** Begin EXCERPT TO READ **

As new contract types are introduced, prediction markets may have to work under two regulatory bodies.

Por Redacción Sinergia Empresarial · 16 de julio de 2026 · 3 min
As prediction markets boom, questions arise over who will be the watchdog

As new contract types are introduced, prediction markets may have to work under two regulatory bodies.

The Commodity Futures Trading Commission has been the lead regulator on event contract exchanges for over 30 years after it issued a 1992 ruling on the Iowa Electronic Markets, widely recognized as the first prediction market .

Now, as prediction markets are booming , legal experts increasingly speculate the CFTC's sibling agency — the U.S. Securities and Exchange Commission — will have a role to play soon in this novel asset class.

"The CFTC has come out saying that they have jurisdiction over the event contracts, but there's also some that seem like they're more in the SEC's realm," said Joe Zales, a partner at King and Spalding.

This question isn't just a hypothetical: it's one that the two agencies are currently sifting through.

Last month, the SEC and CFTC issued a joint request for public comment regarding updating, clarifying and harmonizing certain definitions and issues. Included in the topics they're reviewing are definitions related to swaps — the derivative that event contracts are classified as — along with the treatment of "novel or emerging products."

A spokesperson for prediction market platform Polymarket confirmed to CNBC that the company has engaged with both the CFTC and SEC regarding definitional frameworks for prediction market products. Rival platform Kalshi declined to comment if it has interacted with the agencies or not on this matter.

Some companies are already using the SEC as the launching pad for their event contracts. CBOE in a filing is seeking to operate in the SEC's regulatory orbit for creating binary options contracts on key performance indicators for a slew of major companies.

Jurisdictional questions existing between the SEC and CFTC aren't new, especially when it's about emerging asset classes. But while the two agencies have been in a similar position before, that doesn't provide much direction on this issue.

** End EXCERPT TO READ **
** Begin EXTRACTED ENTRIES **

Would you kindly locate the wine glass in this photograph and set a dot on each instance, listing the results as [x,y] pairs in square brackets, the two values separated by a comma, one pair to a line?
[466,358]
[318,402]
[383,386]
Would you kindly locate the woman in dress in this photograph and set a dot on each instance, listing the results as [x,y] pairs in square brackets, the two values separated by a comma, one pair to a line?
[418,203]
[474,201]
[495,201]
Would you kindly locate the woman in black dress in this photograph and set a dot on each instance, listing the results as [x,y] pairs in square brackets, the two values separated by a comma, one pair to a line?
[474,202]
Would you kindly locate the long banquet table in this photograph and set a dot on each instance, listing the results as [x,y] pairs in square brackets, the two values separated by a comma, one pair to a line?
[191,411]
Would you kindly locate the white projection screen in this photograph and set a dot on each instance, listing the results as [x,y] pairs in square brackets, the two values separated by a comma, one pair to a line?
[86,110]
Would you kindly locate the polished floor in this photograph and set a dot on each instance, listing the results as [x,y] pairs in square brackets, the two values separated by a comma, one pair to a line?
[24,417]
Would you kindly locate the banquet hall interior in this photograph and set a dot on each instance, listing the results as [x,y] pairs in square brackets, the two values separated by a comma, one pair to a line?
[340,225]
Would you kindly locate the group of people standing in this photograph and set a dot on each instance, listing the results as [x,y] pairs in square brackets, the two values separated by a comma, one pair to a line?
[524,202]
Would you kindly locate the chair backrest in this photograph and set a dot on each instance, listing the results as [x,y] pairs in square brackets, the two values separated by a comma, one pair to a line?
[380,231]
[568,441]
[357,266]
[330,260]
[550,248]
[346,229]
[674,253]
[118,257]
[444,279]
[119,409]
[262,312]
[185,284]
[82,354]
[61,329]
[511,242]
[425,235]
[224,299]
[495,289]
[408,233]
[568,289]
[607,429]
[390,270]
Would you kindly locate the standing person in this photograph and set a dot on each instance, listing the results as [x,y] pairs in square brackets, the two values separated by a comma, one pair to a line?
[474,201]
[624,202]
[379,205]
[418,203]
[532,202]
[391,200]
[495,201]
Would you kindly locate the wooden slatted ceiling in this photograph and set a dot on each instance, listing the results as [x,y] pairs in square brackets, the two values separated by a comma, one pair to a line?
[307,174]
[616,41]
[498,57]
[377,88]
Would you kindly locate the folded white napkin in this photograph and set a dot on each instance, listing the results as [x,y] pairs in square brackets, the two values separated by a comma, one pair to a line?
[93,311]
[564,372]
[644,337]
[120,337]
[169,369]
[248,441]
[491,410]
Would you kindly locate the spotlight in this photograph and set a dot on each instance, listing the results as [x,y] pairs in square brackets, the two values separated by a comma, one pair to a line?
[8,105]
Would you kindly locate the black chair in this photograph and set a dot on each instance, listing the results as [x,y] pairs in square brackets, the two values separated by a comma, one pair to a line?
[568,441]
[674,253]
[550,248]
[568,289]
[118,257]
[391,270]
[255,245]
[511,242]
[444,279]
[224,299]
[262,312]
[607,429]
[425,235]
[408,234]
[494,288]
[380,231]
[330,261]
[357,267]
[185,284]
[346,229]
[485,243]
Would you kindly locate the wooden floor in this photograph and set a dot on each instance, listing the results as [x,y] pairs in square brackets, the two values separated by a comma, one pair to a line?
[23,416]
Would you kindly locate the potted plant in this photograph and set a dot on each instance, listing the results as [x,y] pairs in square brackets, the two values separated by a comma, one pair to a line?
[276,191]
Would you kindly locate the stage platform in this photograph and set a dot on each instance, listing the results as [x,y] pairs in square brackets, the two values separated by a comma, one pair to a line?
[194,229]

** End EXTRACTED ENTRIES **
** Begin EXTRACTED ENTRIES **

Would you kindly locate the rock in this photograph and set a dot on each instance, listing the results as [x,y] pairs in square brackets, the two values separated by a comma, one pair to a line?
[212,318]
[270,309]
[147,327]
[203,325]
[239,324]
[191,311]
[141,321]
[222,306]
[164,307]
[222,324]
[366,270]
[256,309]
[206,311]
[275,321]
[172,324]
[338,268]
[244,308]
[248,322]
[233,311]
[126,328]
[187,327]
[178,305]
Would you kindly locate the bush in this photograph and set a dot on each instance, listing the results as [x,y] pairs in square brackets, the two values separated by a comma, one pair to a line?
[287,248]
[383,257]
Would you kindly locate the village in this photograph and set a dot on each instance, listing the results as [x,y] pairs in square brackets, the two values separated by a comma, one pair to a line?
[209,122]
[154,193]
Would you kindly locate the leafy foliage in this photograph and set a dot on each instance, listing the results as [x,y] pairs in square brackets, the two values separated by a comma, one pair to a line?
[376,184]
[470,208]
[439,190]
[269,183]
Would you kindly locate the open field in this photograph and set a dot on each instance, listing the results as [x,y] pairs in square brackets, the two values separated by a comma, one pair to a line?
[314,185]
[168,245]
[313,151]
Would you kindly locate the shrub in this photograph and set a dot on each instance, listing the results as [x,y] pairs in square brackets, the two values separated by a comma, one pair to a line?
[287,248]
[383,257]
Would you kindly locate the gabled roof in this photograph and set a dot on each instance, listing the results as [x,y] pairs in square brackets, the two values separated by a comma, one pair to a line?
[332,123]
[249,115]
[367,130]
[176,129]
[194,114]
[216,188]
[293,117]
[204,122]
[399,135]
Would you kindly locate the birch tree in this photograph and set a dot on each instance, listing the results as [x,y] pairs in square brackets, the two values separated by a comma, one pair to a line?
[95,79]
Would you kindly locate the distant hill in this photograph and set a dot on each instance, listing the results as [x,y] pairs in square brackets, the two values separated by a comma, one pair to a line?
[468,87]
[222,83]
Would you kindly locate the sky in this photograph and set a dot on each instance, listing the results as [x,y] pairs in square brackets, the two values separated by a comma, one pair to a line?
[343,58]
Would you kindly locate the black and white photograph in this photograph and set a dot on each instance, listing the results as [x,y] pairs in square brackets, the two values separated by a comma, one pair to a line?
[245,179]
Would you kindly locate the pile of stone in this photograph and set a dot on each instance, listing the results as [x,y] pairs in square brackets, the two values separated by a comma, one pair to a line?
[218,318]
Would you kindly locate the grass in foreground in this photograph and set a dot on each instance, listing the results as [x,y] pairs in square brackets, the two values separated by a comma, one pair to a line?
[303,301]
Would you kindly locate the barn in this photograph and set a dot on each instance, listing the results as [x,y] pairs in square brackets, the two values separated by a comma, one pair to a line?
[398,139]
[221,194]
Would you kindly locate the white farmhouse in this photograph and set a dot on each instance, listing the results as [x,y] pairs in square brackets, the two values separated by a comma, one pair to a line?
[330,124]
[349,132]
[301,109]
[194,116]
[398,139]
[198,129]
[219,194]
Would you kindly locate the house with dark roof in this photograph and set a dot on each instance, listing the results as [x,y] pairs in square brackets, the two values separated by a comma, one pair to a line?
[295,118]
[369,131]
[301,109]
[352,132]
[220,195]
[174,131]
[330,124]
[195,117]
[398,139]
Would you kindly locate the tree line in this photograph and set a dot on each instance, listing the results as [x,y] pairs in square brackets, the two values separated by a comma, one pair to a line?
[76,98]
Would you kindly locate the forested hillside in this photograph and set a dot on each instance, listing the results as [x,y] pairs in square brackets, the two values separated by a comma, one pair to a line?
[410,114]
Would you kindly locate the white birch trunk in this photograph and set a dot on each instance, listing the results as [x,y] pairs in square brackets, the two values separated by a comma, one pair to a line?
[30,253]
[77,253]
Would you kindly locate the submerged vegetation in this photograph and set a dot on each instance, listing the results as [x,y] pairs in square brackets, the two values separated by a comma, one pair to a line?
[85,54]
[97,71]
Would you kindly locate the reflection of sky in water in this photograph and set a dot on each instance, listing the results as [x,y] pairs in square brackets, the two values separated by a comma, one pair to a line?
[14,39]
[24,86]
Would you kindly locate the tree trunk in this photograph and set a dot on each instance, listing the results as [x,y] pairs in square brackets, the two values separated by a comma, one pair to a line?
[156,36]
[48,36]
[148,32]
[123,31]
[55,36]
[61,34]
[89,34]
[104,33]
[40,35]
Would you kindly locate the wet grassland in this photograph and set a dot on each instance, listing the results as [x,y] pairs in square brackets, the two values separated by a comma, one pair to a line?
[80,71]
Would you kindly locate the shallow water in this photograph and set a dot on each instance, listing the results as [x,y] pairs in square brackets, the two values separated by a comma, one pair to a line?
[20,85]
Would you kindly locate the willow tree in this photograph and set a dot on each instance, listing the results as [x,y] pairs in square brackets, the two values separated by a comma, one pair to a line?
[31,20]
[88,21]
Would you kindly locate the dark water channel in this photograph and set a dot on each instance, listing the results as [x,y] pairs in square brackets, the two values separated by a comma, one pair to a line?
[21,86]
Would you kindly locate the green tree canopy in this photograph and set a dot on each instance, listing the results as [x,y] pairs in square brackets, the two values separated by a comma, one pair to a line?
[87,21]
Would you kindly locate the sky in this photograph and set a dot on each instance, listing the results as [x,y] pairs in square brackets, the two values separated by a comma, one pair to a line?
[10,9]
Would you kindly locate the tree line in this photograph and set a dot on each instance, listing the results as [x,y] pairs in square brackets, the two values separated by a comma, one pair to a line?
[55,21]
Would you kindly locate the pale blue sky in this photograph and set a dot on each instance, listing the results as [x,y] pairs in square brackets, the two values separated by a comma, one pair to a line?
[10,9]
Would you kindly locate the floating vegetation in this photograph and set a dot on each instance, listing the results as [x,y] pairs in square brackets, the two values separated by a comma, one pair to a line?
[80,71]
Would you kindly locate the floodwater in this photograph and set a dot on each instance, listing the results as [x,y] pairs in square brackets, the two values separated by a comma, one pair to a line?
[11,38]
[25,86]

** End EXTRACTED ENTRIES **

_AIM A_: Can you repeat the prediction markets article from "The Commodity Futures" down to "novel asset class.", changing "lead regulator" to "primary regulator"?
_AIM B_: Could you continue the prediction markets article, picking up after its last sentence?

_WRITTEN REPLY A_:
The Commodity Futures Trading Commission has been the primary regulator on event contract exchanges for over 30 years after it issued a 1992 ruling on the Iowa Electronic Markets, widely recognized as the first prediction market .

Now, as prediction markets are booming , legal experts increasingly speculate the CFTC's sibling agency — the U.S. Securities and Exchange Commission — will have a role to play soon in this novel asset class.

_WRITTEN REPLY B_:
"This is really a jump ball," said Jeff Le Riche , a partner at Husch Blackwell and a former chief trial attorney at the CFTC. "Nobody knows how it's going to turn out."

Why the SEC may have a role in regulating prediction markets — despite not having one at the moment — is thanks to the 2010 Dodd-Frank law. The law says that while the CFTC typically regulates swaps, the SEC has jurisdiction over securities-based swaps.

Securities-based swaps are financial contracts that have ties to a singular security. If an event contract asks questions about a publicly traded company, that may look more like a securities-based swap rather than a traditional one.

An easy example of this, according to legal experts, is a contract that asks traders, "Will Nvidia stock end the month up more than 5%?" That has a direct link to a publicly traded stock and the resolution of the prediction market depends on the shares' performance.

But where it gets more complicated is that securities-based swaps also are defined as financial contracts that directly affect a company's financial statements or conditions.

"The problem is that what 'directly affects' means has really been an open question," said Sarah Razaq Sallis, also a partner at Husch Blackwell. "That ambiguity is exactly what's being tested now in real time."

Take, for example, a contract on when Apple will release its new iPhone model. That isn't directly tied to the company's share price, but when it may launch a highly anticipated product could impact Apple's stock.

Whether that contract would be a securities-based swap or not will decide how large of a role the SEC potentially will play.

The SEC declined a request to comment from CNBC, while the CFTC didn't respond to one.